##### SUPPLIED TEXT #####
Saʿdi boasts in the epilogue (G191) that he did not borrow verse from other poets to adorn the Golestān, as was common epistolary practice. Despite the appearance of one line from Asadi (G59; Yusofi, pp. 235-36), and a pair from the Rāḥat al-ṣodur (Purpirār, p. 70), this claim holds true, though Saʿdi does apparently quote lines of his own (Browne, pp. 536-37). The suggestion that many lines of Saʿdi’s verse were inspired by particular Arabic examples in Motanabbi (Maḥfuẓ) has been unanimously rejected (e.g., Moḥaqqeq, p. 184).

Influence. Now universally regarded as the outstanding practitioner of “inimitable simplicity” (sahl-e momtaneʿ) in Persian literature, Saʿdi describes himself in the Golestān’s preface as already celebrated far and wide for his style, claiming that copies of his compositions were considered quite valuable (G51). We know that Saʿdi’s ḡazals were celebrated in distant parts during his lifetime, though evidently not before the mid-1250s (Eqbāl), and perhaps not until after 658/1260 (Minovi, p. 670). Saʿdi himself had complained in 1257 (Bustān, intro.) that he was not properly appreciated in Shiraz, but with the appearance of the Bustān and Golestān that certainly changed.
##### COLLECTED DATA #####
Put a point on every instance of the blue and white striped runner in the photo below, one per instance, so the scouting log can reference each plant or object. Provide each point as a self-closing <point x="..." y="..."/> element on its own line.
#####
▶ _TASK REQUIREMENTS_
1. Answer these questions from the Saʿdi text:
(a) In which part of the Golestān does Saʿdi boast that he did not borrow verse from other poets?
(b) In which poet's Arabic examples was it suggested that many lines of Saʿdi's verse found their inspiration?
(c) In what year did Saʿdi complain that he was not properly appreciated in Shiraz?
2. Echo the Saʿdi text between "Saʿdi boasts in" and "Moḥaqqeq, p. 184).", inclusive.

▶ _TASK-BY-TASK RESULTS_
1.
(a) The epilogue.
(b) Motanabbi.
(c) 1257.

2.
Saʿdi boasts in the epilogue (G191) that he did not borrow verse from other poets to adorn the Golestān, as was common epistolary practice. Despite the appearance of one line from Asadi (G59; Yusofi, pp. 235-36), and a pair from the Rāḥat al-ṣodur (Purpirār, p. 70), this claim holds true, though Saʿdi does apparently quote lines of his own (Browne, pp. 536-37). The suggestion that many lines of Saʿdi’s verse were inspired by particular Arabic examples in Motanabbi (Maḥfuẓ) has been unanimously rejected (e.g., Moḥaqqeq, p. 184).